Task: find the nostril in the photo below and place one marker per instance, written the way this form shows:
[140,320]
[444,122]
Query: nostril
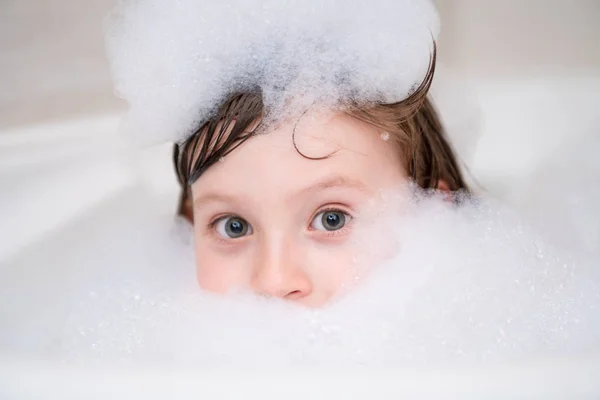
[294,295]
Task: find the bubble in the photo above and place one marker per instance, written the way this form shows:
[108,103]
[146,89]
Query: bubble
[175,62]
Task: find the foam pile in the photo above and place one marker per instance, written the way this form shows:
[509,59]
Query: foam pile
[174,62]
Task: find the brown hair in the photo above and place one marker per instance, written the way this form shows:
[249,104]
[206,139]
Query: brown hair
[413,125]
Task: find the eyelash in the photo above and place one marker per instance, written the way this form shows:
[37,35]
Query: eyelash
[332,233]
[213,223]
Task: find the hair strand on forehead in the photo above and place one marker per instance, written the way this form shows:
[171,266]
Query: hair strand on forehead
[412,125]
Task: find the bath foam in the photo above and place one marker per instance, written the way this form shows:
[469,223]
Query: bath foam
[468,285]
[174,62]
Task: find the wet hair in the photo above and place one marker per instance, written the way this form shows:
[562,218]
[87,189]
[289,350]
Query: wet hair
[412,124]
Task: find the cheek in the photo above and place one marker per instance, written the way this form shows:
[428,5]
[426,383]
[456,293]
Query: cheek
[331,268]
[218,272]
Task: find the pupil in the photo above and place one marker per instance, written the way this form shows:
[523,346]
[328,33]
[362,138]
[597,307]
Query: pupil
[236,228]
[333,220]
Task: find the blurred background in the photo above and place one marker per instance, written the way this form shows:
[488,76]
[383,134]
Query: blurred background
[529,89]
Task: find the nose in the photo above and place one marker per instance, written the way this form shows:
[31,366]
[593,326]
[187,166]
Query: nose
[278,273]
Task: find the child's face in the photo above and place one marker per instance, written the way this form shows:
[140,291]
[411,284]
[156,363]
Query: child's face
[269,219]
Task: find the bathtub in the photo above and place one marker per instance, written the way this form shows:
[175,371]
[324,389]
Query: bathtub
[56,173]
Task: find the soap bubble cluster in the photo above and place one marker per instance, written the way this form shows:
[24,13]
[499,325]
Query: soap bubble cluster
[174,62]
[467,284]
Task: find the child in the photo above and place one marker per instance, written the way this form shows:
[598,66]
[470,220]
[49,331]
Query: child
[271,216]
[274,202]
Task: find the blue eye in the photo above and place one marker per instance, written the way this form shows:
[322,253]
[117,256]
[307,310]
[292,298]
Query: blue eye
[332,220]
[233,227]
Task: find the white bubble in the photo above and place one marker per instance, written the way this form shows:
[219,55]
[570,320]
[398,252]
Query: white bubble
[466,285]
[174,62]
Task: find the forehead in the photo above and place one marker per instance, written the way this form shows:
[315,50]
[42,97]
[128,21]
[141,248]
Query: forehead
[283,159]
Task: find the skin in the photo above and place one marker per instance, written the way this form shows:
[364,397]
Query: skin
[280,198]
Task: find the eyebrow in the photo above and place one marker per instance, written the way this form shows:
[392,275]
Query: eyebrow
[332,182]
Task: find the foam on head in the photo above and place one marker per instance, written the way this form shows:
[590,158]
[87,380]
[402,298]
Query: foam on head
[174,62]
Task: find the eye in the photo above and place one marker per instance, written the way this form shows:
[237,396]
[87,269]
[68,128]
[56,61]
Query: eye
[233,227]
[330,220]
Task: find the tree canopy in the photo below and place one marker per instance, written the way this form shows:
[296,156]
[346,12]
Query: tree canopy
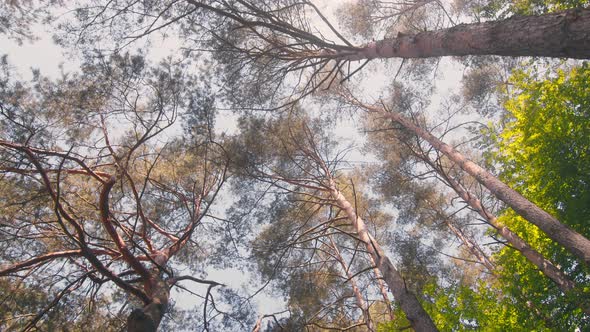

--------------------

## AIM
Print every one of the records above again word for word, leaving out the pictures.

## WRITTEN ANSWER
Task: find the nostril in the photo below and place one marker per instance, written the way this form shows:
[140,320]
[444,122]
Query: nostril
[294,295]
Task: find the bubble in the photo above and place one marker per instance, written the way this form shows:
[108,103]
[146,89]
Query: bubble
[175,62]
Task: find the foam pile in the photo above and place one marker per instance, written the way this form shows:
[509,59]
Query: foam pile
[174,62]
Task: find the brown hair in the photo above and place one marker per instance, written the way this form shows:
[249,104]
[206,139]
Query: brown hair
[413,125]
Task: find the eyelash in the photo above and place one marker per instance, written the way this form shows:
[37,35]
Query: eyelash
[332,233]
[213,223]
Task: find the hair strand on forehead in the photo above and place one marker per instance, written the way this form shows:
[171,266]
Query: hair strand on forehead
[412,125]
Task: find the bath foam in the photo above and place one marker per instance, written the way this form shows:
[469,223]
Query: bath foam
[468,285]
[174,62]
Task: find the wet hair in the photo above and place one marker per instance, written the way this form shows:
[562,218]
[87,189]
[289,350]
Query: wet hair
[412,124]
Task: find the cheek in the photo above and place one marker per instance, written the way this form shows:
[428,5]
[426,383]
[456,293]
Query: cheek
[331,268]
[218,272]
Task: find the pupil in the photo above and place one marker per instance, written the way this form shows:
[523,346]
[328,33]
[362,138]
[597,307]
Query: pupil
[236,228]
[333,220]
Task: find the blurred background in the photo above and place one marker per instance, written the way this form shows:
[488,76]
[383,134]
Query: blurred background
[529,89]
Task: find the nose in the photo above and place one marker per instance, written the way this form shows:
[31,366]
[593,326]
[187,166]
Query: nose
[278,273]
Task: find the child's face in the photo above and place one marker per instance, written the way this form shows:
[140,291]
[411,284]
[156,363]
Query: child's face
[269,219]
Task: find the bathtub in the photo above and place one marker per instance, written the way this form shows:
[175,371]
[324,389]
Query: bathtub
[56,173]
Task: find the soap bubble cluster in the photo above and place one marker per instance, written the way this form shows:
[24,13]
[499,325]
Query: soap bubble cluster
[174,62]
[467,284]
Task: find the child in the photo above and place one marker per instance, written the way this form shows:
[598,66]
[470,220]
[49,331]
Query: child
[271,216]
[274,202]
Task: find the blue eye in the photo above and place one marker per instance, written the way this form shows:
[322,253]
[117,256]
[307,310]
[292,298]
Query: blue eye
[332,220]
[233,227]
Task: find the white bubble in the photo above and place one marker per instance, written the way this form shows:
[219,55]
[570,320]
[398,252]
Query: white bubble
[466,285]
[174,62]
Task: find the forehead in the photo above and place one marker per instance, written the way this form shows:
[315,50]
[42,97]
[128,21]
[141,248]
Query: forehead
[283,159]
Task: find the skin in the photo above and place one marker per instance, written the way this form shows:
[364,397]
Query: skin
[280,198]
Task: find the eyebrow in the photo above and place one marker per instance, written the way this form shows:
[392,275]
Query: eyebrow
[332,182]
Task: find the foam on head in the photo above and place one marker per instance, written the way this form shows:
[590,158]
[87,380]
[402,298]
Query: foam on head
[174,62]
Task: find the eye in the photo above and place one marker per instance, written the way this form shows:
[237,396]
[87,269]
[68,128]
[56,61]
Query: eye
[233,227]
[330,220]
Task: find the tree canopy in the photo below and place one marker per instance, written the way this form shows:
[296,156]
[346,12]
Query: tree canopy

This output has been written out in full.